Stored data entries
_ _ _ _

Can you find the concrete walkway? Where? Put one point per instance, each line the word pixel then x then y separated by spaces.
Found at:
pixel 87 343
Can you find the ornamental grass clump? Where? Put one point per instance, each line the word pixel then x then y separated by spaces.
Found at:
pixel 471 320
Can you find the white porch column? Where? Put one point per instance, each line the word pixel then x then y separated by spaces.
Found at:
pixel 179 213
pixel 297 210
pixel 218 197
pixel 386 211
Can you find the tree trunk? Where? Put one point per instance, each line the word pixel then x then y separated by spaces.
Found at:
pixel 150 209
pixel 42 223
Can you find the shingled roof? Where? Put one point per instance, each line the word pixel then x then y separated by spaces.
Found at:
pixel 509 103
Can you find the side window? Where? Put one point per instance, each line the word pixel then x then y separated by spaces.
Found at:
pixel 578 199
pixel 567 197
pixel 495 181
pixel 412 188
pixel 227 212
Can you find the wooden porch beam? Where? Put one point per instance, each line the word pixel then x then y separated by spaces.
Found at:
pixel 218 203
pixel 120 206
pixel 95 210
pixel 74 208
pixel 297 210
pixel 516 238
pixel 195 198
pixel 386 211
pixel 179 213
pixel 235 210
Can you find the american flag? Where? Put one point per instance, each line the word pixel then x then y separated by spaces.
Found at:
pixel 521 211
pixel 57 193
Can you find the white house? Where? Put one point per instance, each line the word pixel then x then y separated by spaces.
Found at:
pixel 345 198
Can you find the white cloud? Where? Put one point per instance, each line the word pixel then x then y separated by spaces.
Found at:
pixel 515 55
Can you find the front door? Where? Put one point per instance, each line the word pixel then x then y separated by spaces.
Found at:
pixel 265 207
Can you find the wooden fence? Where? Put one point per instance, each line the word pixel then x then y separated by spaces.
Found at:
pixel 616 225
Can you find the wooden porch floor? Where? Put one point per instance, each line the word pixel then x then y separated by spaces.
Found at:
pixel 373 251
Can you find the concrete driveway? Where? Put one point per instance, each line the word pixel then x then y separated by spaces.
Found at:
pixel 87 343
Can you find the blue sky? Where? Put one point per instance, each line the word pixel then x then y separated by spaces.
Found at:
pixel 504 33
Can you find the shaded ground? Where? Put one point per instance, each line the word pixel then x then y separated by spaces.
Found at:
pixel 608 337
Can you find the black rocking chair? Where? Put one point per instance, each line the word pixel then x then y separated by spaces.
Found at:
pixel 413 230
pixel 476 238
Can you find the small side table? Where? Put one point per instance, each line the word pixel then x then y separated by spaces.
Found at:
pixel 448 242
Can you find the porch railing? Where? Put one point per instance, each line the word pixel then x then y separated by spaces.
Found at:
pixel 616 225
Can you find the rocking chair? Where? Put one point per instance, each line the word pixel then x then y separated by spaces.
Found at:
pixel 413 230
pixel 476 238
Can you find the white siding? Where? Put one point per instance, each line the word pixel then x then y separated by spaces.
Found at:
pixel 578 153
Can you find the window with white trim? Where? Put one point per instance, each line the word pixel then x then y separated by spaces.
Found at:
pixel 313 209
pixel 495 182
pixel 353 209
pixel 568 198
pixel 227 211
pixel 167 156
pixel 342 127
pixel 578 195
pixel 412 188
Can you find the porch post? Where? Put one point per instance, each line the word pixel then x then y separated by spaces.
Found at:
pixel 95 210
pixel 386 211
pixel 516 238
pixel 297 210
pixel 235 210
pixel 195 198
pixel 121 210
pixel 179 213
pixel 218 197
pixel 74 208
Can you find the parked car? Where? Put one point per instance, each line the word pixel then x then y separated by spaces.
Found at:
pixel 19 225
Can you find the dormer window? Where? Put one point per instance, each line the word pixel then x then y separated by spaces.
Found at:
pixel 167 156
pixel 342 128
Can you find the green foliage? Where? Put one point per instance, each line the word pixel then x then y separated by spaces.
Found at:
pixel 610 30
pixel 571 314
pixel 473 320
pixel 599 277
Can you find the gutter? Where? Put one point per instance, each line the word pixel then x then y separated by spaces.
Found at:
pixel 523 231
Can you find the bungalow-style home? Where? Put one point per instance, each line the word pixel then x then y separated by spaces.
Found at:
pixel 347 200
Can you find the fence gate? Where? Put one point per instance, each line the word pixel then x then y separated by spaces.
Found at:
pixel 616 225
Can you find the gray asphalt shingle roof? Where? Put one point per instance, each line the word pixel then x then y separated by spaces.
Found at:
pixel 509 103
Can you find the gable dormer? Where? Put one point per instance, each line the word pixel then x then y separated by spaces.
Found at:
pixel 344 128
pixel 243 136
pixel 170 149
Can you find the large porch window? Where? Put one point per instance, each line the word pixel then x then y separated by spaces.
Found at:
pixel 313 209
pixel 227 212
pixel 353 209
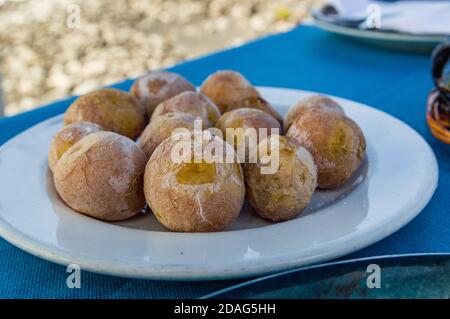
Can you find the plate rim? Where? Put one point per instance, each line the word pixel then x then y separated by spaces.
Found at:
pixel 253 268
pixel 379 35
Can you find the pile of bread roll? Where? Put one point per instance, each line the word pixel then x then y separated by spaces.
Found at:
pixel 112 157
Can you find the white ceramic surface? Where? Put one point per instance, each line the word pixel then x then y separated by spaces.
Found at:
pixel 391 188
pixel 405 41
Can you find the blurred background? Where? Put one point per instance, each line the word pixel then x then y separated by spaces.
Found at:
pixel 42 59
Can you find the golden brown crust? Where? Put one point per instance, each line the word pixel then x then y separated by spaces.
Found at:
pixel 286 193
pixel 66 137
pixel 193 103
pixel 161 128
pixel 245 118
pixel 258 103
pixel 335 141
pixel 159 86
pixel 227 88
pixel 101 175
pixel 194 197
pixel 313 101
pixel 114 110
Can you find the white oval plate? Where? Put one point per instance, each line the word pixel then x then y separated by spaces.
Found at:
pixel 394 40
pixel 394 184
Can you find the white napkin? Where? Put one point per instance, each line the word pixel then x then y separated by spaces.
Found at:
pixel 416 17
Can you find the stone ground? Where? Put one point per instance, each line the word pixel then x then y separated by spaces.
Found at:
pixel 42 59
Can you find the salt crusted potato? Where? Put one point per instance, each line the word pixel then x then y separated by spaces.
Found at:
pixel 156 87
pixel 194 103
pixel 194 197
pixel 286 193
pixel 161 128
pixel 66 137
pixel 313 101
pixel 227 88
pixel 114 110
pixel 335 141
pixel 101 175
pixel 258 103
pixel 246 118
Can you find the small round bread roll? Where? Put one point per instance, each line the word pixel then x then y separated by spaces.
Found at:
pixel 335 141
pixel 101 175
pixel 158 86
pixel 114 110
pixel 162 127
pixel 194 197
pixel 258 103
pixel 194 103
pixel 317 100
pixel 66 137
pixel 244 119
pixel 285 193
pixel 226 88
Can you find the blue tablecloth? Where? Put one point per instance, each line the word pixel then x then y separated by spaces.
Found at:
pixel 305 58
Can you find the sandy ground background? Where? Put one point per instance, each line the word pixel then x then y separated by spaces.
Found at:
pixel 42 59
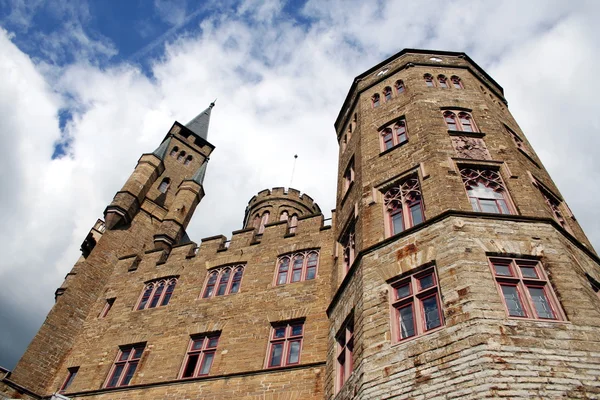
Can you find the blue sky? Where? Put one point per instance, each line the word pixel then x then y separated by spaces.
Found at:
pixel 88 86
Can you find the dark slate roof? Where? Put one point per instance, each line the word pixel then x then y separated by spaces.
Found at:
pixel 199 175
pixel 161 152
pixel 199 125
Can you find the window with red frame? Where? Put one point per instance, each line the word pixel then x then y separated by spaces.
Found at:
pixel 387 93
pixel 428 80
pixel 345 350
pixel 443 81
pixel 285 344
pixel 157 293
pixel 107 307
pixel 464 122
pixel 125 365
pixel 486 190
pixel 400 86
pixel 200 355
pixel 348 244
pixel 348 176
pixel 223 281
pixel 297 267
pixel 457 82
pixel 524 287
pixel 404 205
pixel 72 373
pixel 416 303
pixel 375 100
pixel 393 135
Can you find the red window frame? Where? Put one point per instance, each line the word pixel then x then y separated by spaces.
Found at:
pixel 414 299
pixel 387 93
pixel 200 355
pixel 107 306
pixel 514 276
pixel 156 293
pixel 375 100
pixel 223 281
pixel 289 270
pixel 123 369
pixel 429 80
pixel 72 373
pixel 399 201
pixel 394 134
pixel 400 88
pixel 457 82
pixel 345 351
pixel 284 336
pixel 443 81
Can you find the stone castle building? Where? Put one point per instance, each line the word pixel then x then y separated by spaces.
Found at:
pixel 452 268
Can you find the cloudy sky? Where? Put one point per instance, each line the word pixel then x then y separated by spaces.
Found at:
pixel 86 87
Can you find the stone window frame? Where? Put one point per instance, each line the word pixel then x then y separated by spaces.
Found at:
pixel 71 374
pixel 284 334
pixel 286 264
pixel 407 199
pixel 107 307
pixel 226 277
pixel 490 176
pixel 515 278
pixel 158 292
pixel 201 355
pixel 344 352
pixel 128 357
pixel 415 299
pixel 394 133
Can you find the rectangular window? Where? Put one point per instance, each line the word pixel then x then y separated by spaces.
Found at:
pixel 200 355
pixel 416 302
pixel 107 306
pixel 525 290
pixel 125 365
pixel 72 373
pixel 285 344
pixel 345 349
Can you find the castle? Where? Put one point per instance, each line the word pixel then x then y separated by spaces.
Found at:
pixel 451 268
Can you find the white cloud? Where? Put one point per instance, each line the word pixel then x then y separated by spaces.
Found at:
pixel 279 86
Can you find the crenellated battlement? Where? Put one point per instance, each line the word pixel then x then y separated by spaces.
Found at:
pixel 277 201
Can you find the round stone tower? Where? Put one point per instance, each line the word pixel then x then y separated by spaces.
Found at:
pixel 457 256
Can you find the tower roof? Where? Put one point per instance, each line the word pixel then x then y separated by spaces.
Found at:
pixel 199 125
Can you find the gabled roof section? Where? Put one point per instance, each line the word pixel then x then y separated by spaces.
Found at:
pixel 199 125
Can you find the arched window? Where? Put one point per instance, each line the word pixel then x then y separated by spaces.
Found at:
pixel 387 93
pixel 443 81
pixel 164 185
pixel 263 221
pixel 303 267
pixel 375 100
pixel 226 279
pixel 293 224
pixel 157 293
pixel 466 122
pixel 394 135
pixel 450 119
pixel 404 205
pixel 486 190
pixel 399 86
pixel 456 82
pixel 429 80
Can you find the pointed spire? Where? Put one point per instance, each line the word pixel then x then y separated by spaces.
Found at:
pixel 199 175
pixel 161 152
pixel 199 125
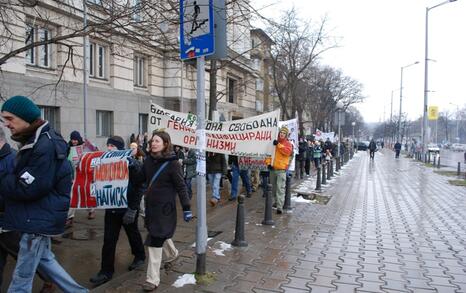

_ _ _ _

◆ **PROBLEM TO SOLVE**
In the data above, find each line where the string "tower" appears, then copy it.

◆ **OUTPUT OF THE EXERCISE**
Can you find the round stone tower? Where? Put one point per instance, each line the word pixel then x then y separated by spaces.
Can you find the tower roof? Where? Put one point per instance, each line the word pixel then x then y separated by spaces.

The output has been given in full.